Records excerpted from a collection
>>>>>

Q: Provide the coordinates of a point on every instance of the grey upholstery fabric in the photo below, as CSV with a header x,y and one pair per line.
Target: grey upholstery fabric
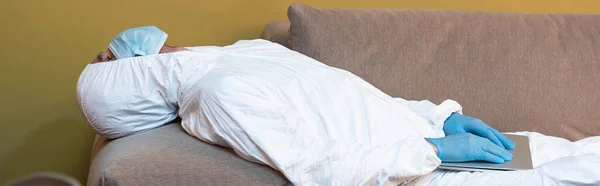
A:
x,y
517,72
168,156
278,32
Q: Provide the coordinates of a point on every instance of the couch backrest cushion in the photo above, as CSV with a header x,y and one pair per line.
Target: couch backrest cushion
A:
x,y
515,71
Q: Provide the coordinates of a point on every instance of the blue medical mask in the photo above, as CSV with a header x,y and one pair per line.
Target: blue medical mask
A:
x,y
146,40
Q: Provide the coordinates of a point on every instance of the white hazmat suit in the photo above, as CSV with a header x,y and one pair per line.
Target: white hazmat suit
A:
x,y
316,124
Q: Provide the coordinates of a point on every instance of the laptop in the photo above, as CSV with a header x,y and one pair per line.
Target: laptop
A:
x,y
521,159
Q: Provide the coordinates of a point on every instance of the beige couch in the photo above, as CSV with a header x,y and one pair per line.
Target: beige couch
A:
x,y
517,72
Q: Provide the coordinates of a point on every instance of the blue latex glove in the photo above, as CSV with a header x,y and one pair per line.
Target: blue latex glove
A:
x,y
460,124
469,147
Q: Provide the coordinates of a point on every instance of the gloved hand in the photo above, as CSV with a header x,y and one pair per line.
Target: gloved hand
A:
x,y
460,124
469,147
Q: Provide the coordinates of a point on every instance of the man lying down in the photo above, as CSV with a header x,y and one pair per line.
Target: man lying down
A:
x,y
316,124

<<<<<
>>>>>

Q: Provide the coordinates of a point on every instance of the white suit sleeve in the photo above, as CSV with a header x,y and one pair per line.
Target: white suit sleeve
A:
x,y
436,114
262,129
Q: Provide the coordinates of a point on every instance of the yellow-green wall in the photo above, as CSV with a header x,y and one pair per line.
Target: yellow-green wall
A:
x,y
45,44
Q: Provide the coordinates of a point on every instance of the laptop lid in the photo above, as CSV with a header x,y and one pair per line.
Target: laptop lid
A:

<<<<<

SHORT PROBLEM
Which lines of the entries contain the string "green"? Report each of them in full.

SOLUTION BELOW
Q: Provide the coordinates of a point on every instance of the yellow-green wall in the photo above, as CSV with a header x,y and one pair per line.
Target: yellow-green wall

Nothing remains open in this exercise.